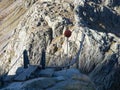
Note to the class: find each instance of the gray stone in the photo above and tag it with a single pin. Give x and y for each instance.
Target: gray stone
(26, 73)
(68, 73)
(46, 72)
(39, 83)
(72, 85)
(59, 78)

-*-*-

Write out all the rows above word for word, leaving out the pictures.

Note to the class: find each instance of the gray stone in the photo above and tag it with a single pin. Give x and y for each instance.
Target: gray stone
(26, 73)
(68, 73)
(46, 72)
(39, 83)
(72, 85)
(59, 78)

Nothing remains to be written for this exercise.